== THE REQUEST ==
Filter the records below down to the lines that contain the string "center", copying each such line unchanged.

[Data listing]
──────────

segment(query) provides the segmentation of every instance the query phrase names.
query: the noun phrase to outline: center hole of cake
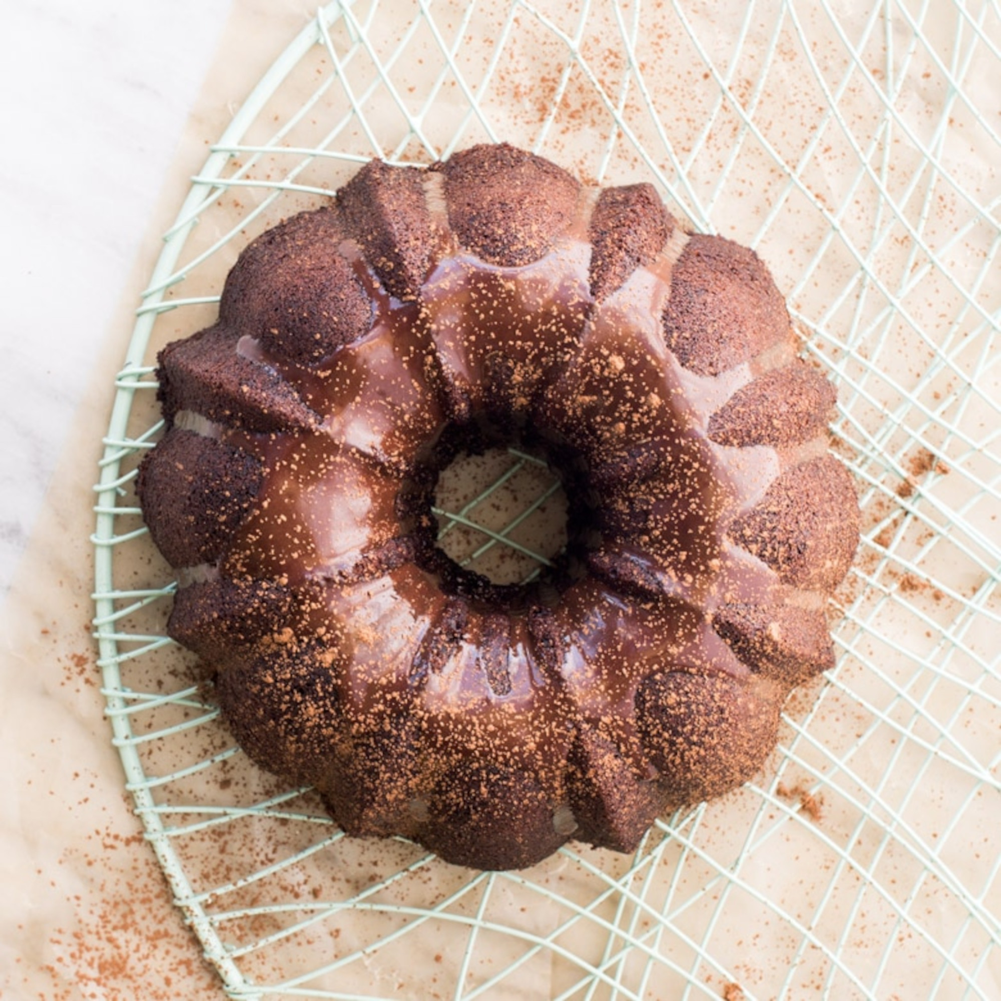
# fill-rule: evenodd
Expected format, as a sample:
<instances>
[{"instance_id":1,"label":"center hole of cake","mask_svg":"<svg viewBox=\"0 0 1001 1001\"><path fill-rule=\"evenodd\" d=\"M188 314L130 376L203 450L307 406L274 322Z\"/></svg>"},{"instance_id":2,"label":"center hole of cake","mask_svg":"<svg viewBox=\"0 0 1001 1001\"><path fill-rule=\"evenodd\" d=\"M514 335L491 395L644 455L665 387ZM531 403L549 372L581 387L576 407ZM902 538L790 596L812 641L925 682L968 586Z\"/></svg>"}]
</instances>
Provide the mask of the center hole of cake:
<instances>
[{"instance_id":1,"label":"center hole of cake","mask_svg":"<svg viewBox=\"0 0 1001 1001\"><path fill-rule=\"evenodd\" d=\"M544 458L515 447L461 454L438 475L437 545L492 584L530 584L567 546L567 508Z\"/></svg>"}]
</instances>

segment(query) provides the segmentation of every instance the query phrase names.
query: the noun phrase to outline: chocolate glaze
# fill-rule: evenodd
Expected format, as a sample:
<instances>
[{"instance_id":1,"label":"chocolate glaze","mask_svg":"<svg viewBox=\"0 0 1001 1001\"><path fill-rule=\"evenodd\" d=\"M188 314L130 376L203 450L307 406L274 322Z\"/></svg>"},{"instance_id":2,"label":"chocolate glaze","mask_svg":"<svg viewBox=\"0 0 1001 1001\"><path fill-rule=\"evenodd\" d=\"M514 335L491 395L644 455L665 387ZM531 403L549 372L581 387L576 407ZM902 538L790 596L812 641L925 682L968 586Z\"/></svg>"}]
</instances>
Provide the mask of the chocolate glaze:
<instances>
[{"instance_id":1,"label":"chocolate glaze","mask_svg":"<svg viewBox=\"0 0 1001 1001\"><path fill-rule=\"evenodd\" d=\"M161 353L168 424L208 418L207 474L233 480L192 486L189 431L144 462L175 564L172 497L226 519L171 633L247 753L348 832L483 868L571 836L631 851L753 774L830 665L817 610L857 539L847 474L810 451L831 391L790 364L757 257L687 240L649 185L587 191L510 146L372 164L251 244L219 324ZM524 587L460 571L430 514L456 454L511 442L570 509Z\"/></svg>"}]
</instances>

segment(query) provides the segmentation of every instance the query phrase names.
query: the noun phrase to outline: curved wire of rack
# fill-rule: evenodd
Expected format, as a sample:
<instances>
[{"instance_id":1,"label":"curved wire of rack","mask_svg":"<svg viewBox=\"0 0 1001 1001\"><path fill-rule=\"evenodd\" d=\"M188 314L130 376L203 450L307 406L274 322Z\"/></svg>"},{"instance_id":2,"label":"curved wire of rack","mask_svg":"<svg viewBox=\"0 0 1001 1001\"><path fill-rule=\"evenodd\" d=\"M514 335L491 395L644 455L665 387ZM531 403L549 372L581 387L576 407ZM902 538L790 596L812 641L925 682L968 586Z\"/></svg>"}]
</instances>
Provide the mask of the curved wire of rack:
<instances>
[{"instance_id":1,"label":"curved wire of rack","mask_svg":"<svg viewBox=\"0 0 1001 1001\"><path fill-rule=\"evenodd\" d=\"M723 6L332 3L192 178L115 378L94 626L126 789L230 997L1001 996L1001 12ZM132 483L155 350L247 239L373 155L500 139L760 250L839 386L864 538L773 777L629 858L474 873L345 838L246 762L165 636Z\"/></svg>"}]
</instances>

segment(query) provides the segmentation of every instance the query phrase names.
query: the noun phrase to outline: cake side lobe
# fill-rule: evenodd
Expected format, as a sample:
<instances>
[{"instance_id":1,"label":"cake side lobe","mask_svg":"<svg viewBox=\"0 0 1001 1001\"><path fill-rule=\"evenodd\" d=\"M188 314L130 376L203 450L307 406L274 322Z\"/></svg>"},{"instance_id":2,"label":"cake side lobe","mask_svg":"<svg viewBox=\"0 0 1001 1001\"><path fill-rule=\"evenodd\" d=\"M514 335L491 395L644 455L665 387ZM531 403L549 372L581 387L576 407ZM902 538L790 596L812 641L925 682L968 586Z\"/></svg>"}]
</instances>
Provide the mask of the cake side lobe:
<instances>
[{"instance_id":1,"label":"cake side lobe","mask_svg":"<svg viewBox=\"0 0 1001 1001\"><path fill-rule=\"evenodd\" d=\"M342 239L331 208L300 212L262 233L226 277L219 323L302 365L364 336L372 305L340 253Z\"/></svg>"},{"instance_id":2,"label":"cake side lobe","mask_svg":"<svg viewBox=\"0 0 1001 1001\"><path fill-rule=\"evenodd\" d=\"M580 183L562 167L507 143L472 146L435 163L444 174L448 224L490 264L545 256L574 219Z\"/></svg>"},{"instance_id":3,"label":"cake side lobe","mask_svg":"<svg viewBox=\"0 0 1001 1001\"><path fill-rule=\"evenodd\" d=\"M698 375L719 375L792 336L785 300L758 255L700 234L675 263L663 328L668 347Z\"/></svg>"},{"instance_id":4,"label":"cake side lobe","mask_svg":"<svg viewBox=\"0 0 1001 1001\"><path fill-rule=\"evenodd\" d=\"M436 239L422 178L416 167L371 160L337 192L345 233L398 299L416 298Z\"/></svg>"},{"instance_id":5,"label":"cake side lobe","mask_svg":"<svg viewBox=\"0 0 1001 1001\"><path fill-rule=\"evenodd\" d=\"M171 428L139 465L136 491L149 534L172 567L214 563L263 482L252 455Z\"/></svg>"},{"instance_id":6,"label":"cake side lobe","mask_svg":"<svg viewBox=\"0 0 1001 1001\"><path fill-rule=\"evenodd\" d=\"M834 646L823 612L793 605L726 605L713 628L756 673L788 688L834 667Z\"/></svg>"},{"instance_id":7,"label":"cake side lobe","mask_svg":"<svg viewBox=\"0 0 1001 1001\"><path fill-rule=\"evenodd\" d=\"M274 645L215 676L215 696L237 743L261 768L297 784L331 769L343 710L336 647L319 640Z\"/></svg>"},{"instance_id":8,"label":"cake side lobe","mask_svg":"<svg viewBox=\"0 0 1001 1001\"><path fill-rule=\"evenodd\" d=\"M807 441L827 427L835 401L830 380L797 358L738 389L710 417L709 436L717 444L737 447L780 448Z\"/></svg>"},{"instance_id":9,"label":"cake side lobe","mask_svg":"<svg viewBox=\"0 0 1001 1001\"><path fill-rule=\"evenodd\" d=\"M591 216L588 236L591 294L597 302L625 284L649 264L674 231L675 220L653 184L603 188Z\"/></svg>"},{"instance_id":10,"label":"cake side lobe","mask_svg":"<svg viewBox=\"0 0 1001 1001\"><path fill-rule=\"evenodd\" d=\"M210 326L160 351L157 398L168 424L181 410L250 431L308 430L319 417L277 373L237 353L239 334Z\"/></svg>"},{"instance_id":11,"label":"cake side lobe","mask_svg":"<svg viewBox=\"0 0 1001 1001\"><path fill-rule=\"evenodd\" d=\"M787 469L730 536L784 584L833 591L859 544L859 506L848 470L832 455Z\"/></svg>"},{"instance_id":12,"label":"cake side lobe","mask_svg":"<svg viewBox=\"0 0 1001 1001\"><path fill-rule=\"evenodd\" d=\"M673 807L747 782L775 747L779 700L726 675L661 671L636 697L644 747Z\"/></svg>"}]
</instances>

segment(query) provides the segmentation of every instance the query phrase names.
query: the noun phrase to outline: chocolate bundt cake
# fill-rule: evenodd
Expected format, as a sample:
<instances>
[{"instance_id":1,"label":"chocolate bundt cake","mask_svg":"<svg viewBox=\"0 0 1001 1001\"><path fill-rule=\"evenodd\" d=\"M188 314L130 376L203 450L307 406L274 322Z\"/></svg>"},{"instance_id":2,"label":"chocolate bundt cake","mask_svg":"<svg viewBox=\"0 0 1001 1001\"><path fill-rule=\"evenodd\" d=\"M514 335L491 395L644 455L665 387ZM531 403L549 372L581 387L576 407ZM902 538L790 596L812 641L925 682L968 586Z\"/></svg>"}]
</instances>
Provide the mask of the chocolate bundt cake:
<instances>
[{"instance_id":1,"label":"chocolate bundt cake","mask_svg":"<svg viewBox=\"0 0 1001 1001\"><path fill-rule=\"evenodd\" d=\"M833 665L858 540L833 389L759 258L649 184L508 145L373 161L244 249L159 379L138 491L169 633L351 834L486 869L633 850L752 776ZM567 542L498 584L431 508L510 444L562 479Z\"/></svg>"}]
</instances>

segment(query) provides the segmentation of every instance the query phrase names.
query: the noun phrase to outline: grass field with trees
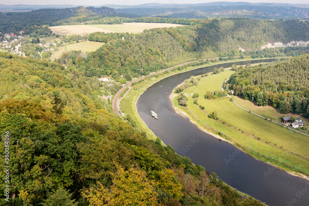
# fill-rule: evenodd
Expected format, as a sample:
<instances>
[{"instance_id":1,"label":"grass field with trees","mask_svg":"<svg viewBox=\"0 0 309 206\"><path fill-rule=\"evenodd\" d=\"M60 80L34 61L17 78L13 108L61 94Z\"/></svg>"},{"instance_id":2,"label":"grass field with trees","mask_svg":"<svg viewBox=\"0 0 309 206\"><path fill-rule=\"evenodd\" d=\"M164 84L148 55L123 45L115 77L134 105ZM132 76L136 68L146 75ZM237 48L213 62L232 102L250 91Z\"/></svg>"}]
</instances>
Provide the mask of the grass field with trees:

──────────

== EXERCISE RESULT ==
query: the noun phrase to outline: center hole of cake
[{"instance_id":1,"label":"center hole of cake","mask_svg":"<svg viewBox=\"0 0 1001 1001\"><path fill-rule=\"evenodd\" d=\"M188 314L130 376L203 450L307 406L274 322Z\"/></svg>"},{"instance_id":2,"label":"center hole of cake","mask_svg":"<svg viewBox=\"0 0 1001 1001\"><path fill-rule=\"evenodd\" d=\"M514 335L491 395L644 455L665 387ZM531 403L549 372L581 387L576 407ZM902 538L790 596L812 641L925 682L968 586Z\"/></svg>"}]
Provide the mask of the center hole of cake:
[{"instance_id":1,"label":"center hole of cake","mask_svg":"<svg viewBox=\"0 0 1001 1001\"><path fill-rule=\"evenodd\" d=\"M544 458L515 447L461 454L438 475L437 545L492 584L530 584L567 546L567 508Z\"/></svg>"}]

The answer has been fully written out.